• _THE PROBLEM_
Reproduce every one of the following rows verbatim, line by line.

[Items from a data source]
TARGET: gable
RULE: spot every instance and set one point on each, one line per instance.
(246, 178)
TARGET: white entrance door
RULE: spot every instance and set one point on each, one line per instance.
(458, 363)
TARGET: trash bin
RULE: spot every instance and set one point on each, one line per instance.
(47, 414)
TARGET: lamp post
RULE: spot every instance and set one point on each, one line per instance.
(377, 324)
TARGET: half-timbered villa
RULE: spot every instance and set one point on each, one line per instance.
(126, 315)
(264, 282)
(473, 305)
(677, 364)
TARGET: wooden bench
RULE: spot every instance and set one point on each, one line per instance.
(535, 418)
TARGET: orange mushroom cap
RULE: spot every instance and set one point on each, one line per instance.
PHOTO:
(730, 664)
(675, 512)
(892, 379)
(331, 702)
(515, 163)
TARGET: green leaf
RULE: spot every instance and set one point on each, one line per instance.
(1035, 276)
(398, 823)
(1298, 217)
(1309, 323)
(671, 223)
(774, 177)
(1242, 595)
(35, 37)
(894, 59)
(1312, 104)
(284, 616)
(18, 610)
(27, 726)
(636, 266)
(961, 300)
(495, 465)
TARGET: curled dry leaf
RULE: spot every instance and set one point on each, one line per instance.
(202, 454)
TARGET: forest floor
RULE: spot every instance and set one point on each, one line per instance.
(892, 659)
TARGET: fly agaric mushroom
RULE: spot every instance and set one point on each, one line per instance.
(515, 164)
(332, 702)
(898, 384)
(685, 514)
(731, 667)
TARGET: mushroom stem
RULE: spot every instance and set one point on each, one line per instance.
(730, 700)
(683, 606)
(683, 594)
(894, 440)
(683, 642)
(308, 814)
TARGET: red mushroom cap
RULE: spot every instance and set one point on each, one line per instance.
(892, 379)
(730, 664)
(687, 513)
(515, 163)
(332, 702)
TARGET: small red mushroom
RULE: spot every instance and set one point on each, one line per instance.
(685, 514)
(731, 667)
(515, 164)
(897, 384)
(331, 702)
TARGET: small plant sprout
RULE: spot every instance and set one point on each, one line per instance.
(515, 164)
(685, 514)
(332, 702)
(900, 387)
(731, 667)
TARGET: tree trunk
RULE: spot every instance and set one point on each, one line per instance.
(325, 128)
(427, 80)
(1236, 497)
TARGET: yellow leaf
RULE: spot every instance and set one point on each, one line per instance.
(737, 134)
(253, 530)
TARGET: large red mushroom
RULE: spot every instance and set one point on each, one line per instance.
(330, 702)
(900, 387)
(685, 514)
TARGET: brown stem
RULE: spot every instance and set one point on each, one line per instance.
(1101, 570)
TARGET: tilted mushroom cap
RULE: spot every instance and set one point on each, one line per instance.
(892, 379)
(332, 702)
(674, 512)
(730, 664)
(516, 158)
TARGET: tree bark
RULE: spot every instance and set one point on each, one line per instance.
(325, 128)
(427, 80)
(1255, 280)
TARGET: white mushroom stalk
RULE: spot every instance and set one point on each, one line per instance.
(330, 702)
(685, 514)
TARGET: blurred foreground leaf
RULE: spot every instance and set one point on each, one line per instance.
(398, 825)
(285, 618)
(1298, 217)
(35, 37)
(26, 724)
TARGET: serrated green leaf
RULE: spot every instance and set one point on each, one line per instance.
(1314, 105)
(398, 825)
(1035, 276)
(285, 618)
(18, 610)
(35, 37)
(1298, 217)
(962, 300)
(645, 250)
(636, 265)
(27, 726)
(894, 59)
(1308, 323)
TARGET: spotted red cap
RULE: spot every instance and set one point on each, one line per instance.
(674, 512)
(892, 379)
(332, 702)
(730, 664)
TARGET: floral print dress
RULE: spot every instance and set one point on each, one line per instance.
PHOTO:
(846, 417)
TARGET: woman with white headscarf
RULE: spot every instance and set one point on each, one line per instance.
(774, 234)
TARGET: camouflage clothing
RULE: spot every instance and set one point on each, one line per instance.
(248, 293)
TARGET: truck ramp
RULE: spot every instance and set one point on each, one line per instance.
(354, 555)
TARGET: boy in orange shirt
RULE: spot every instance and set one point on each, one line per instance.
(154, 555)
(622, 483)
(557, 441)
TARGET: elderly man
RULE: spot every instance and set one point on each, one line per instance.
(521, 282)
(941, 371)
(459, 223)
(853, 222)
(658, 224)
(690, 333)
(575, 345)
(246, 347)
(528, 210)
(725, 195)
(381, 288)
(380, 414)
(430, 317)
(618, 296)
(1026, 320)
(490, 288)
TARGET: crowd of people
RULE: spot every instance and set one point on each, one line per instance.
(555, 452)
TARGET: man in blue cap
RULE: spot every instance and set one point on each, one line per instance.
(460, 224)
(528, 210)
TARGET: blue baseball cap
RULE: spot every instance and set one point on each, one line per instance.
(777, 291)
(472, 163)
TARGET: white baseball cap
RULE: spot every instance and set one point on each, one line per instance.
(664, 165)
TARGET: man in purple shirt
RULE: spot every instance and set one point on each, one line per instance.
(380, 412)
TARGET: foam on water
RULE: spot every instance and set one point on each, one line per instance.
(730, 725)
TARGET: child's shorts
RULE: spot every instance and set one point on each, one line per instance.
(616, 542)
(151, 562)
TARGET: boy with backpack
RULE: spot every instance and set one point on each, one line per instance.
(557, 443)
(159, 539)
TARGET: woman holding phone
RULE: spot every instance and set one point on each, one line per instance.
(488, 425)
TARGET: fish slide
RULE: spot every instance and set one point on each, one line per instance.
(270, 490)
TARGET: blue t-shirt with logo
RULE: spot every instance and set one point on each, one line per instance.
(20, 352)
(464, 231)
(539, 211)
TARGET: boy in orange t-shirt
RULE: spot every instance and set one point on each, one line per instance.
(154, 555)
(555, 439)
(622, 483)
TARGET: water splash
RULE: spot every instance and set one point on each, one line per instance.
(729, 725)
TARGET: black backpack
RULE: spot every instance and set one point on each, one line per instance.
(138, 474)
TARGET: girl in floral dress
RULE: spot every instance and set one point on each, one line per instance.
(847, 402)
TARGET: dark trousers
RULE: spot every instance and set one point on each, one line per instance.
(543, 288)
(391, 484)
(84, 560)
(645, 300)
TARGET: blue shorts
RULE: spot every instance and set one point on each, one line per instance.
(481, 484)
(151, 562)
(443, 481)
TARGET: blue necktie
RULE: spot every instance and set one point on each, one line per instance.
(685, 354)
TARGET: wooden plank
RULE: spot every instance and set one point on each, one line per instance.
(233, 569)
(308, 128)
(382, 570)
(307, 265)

• _SOLUTION FOR THIS EXERCISE_
TARGET: gable
RULE: spot every instance and set one point on each, one line per instance.
(246, 178)
TARGET: white entrance door
RULE: spot every instance and set one point on each, one line per instance.
(458, 363)
TARGET: trash bin
RULE: spot every instance and set one point on each, one line per instance.
(47, 414)
TARGET: lamp post
RULE: spot every instance and set one point on each, one line per instance.
(377, 324)
TARGET: half-timbered villa
RULE: spot every instance and set one point on each, one line per instance.
(126, 315)
(264, 282)
(473, 305)
(677, 364)
TARGET: wooden bench
RULE: spot every instance and set one point on each, one line per instance.
(535, 418)
TARGET: orange mushroom cap
RULE: spot every instance and set one point on each, one line per instance.
PHOTO:
(730, 664)
(675, 512)
(892, 379)
(331, 702)
(515, 163)
TARGET: green leaf
RULE: spot every instance and set one point on each, one line per instance.
(1035, 276)
(398, 823)
(1298, 217)
(1309, 323)
(671, 223)
(774, 177)
(1242, 595)
(35, 37)
(894, 59)
(1312, 104)
(284, 616)
(18, 610)
(27, 726)
(636, 266)
(961, 300)
(495, 465)
TARGET: curled dry leaf
RULE: spot every instance and set one point on each, one line per instance.
(202, 454)
TARGET: forest floor
RULE: spot every instance and set one point on each, one line per instance.
(892, 659)
TARGET: fly agaric mushroom
RULE: spot every instance and set one point on each, one line per instance.
(515, 164)
(332, 702)
(898, 384)
(685, 514)
(731, 667)
TARGET: mushroom stem
RULE: spot every instance and set one point on each, one line per instance.
(730, 700)
(683, 606)
(683, 594)
(894, 440)
(683, 642)
(308, 814)
TARGET: red mushroom cap
RULE: spot every instance and set one point on each, one line per instance.
(892, 379)
(730, 664)
(687, 513)
(515, 163)
(332, 702)
TARGET: small red mushroom
RULE: spot every instance and set one point on each, one line per instance.
(685, 514)
(731, 667)
(515, 164)
(897, 384)
(331, 702)
TARGET: small plant sprout
RULE: spot every instance and set one point on each, one line per instance.
(515, 164)
(685, 514)
(332, 702)
(900, 387)
(731, 667)
TARGET: tree trunk
RULE: spot every instance and set one point on each, one line per instance.
(325, 128)
(427, 80)
(1236, 497)
TARGET: yellow leaf
RULE: spot every instance and set one point on each, one line per instance.
(737, 134)
(253, 530)
TARGET: large red mushroom
RULE: spot every instance and set one point on each, one line per instance.
(330, 702)
(900, 387)
(685, 514)
TARGET: brown stem
RULE: spot every instance and set one point on each, one line per instance.
(1101, 570)
TARGET: tilted mushroom cap
RULE: spot every instance and set one point on each, one line per instance.
(892, 379)
(332, 702)
(674, 512)
(730, 664)
(516, 158)
TARGET: tree bark
RULE: spot every instance and set one point on each, one line per instance.
(325, 128)
(427, 80)
(1255, 280)
TARGET: white mushroom stalk
RULE: spot every instance and set one point on each, one line per instance.
(330, 702)
(685, 514)
TARGET: blurred foreground leaf
RULE: spot every instance and set one point on each, one line per instance.
(398, 825)
(285, 618)
(1298, 217)
(35, 37)
(26, 724)
TARGET: serrated green leaf
RULE: spot every instance and set one point on each, one line per instance.
(1314, 105)
(398, 825)
(1035, 276)
(285, 618)
(18, 610)
(35, 37)
(1298, 217)
(962, 300)
(645, 250)
(636, 265)
(27, 726)
(894, 59)
(1308, 323)
TARGET: spotted red cap
RULE: spot every instance and set one point on each, one line per instance.
(674, 512)
(892, 379)
(332, 702)
(730, 664)
TARGET: floral print dress
RULE: spot every instance and set one point on each, one line per instance.
PHOTO:
(846, 417)
TARGET: woman with white headscarf
RULE: spot every instance and set one point on each, one line per instance.
(774, 234)
TARGET: camouflage clothing
RULE: spot every instance and set one point on each, one line per instance.
(248, 293)
TARGET: truck ramp
RULE: spot every instance and set one point on each, one line per instance.
(354, 555)
TARGET: boy in orange shirt
RULE: spot every instance and set one point on each, one line per instance.
(154, 555)
(622, 483)
(557, 441)
TARGET: elderly man
RULE: spot every instance and set one point on each, one line per instance.
(521, 282)
(941, 371)
(459, 223)
(853, 222)
(658, 224)
(690, 333)
(575, 345)
(246, 347)
(528, 210)
(725, 195)
(381, 288)
(380, 414)
(430, 317)
(618, 296)
(1026, 320)
(490, 288)
TARGET: crowd of people
RULE: spot every instance and set one point on each, one line per instance.
(555, 452)
TARGET: man in blue cap
RULE: spot every instance and set one point on each, one line per instance.
(460, 224)
(528, 210)
TARGET: blue baseball cap
RULE: spot every instance and set one point on each, one line per instance.
(777, 291)
(472, 163)
TARGET: white baseball cap
RULE: spot every instance and set one point on each, one line per instance.
(664, 165)
TARGET: man in purple shirt
RULE: spot every instance and set one point on each, one line per instance.
(380, 412)
TARGET: foam on water
RULE: spot every instance and set one point on each, one line per instance.
(730, 725)
TARGET: child's shorts
RULE: spot every instance and set one point on each, one line per instance.
(616, 542)
(151, 562)
TARGET: boy with backpack
RULE: spot every instance and set one point on each, one line per instance.
(557, 443)
(159, 539)
TARGET: woman holding phone
RULE: spot every instance and set one point on each, one line per instance.
(488, 425)
TARGET: fish slide
RULE: spot every instance and set one point on each, one line per instance.
(270, 490)
TARGET: blue t-shirt with logo
RULE: spot every instance and set one point on each, one line per instance.
(20, 352)
(464, 231)
(539, 211)
TARGET: boy in orange t-shirt
RULE: spot every instance and set one point on each, one line per instance.
(154, 555)
(555, 439)
(622, 483)
TARGET: water splash
RULE: spot every instance and set one point on each, one line per instance.
(729, 725)
TARGET: black backpack
RULE: spot every instance and set one point on each, one line per instance.
(138, 474)
TARGET: girl in floral dress
RULE: spot every instance and set one point on each, one line per instance.
(847, 402)
TARGET: dark trousers
RULE: spot every instance and set one point on each, one line per instance.
(543, 288)
(391, 484)
(84, 560)
(645, 300)
TARGET: blue shorts
RULE: spot every instance and set one point on each, one line per instance.
(481, 484)
(151, 562)
(443, 481)
TARGET: blue necktie
RULE: spot every instance and set one point on each, one line per instance.
(685, 354)
TARGET: wooden plank
RULE: spot every instance and set one point on each, one line per instance.
(233, 569)
(308, 128)
(382, 570)
(307, 265)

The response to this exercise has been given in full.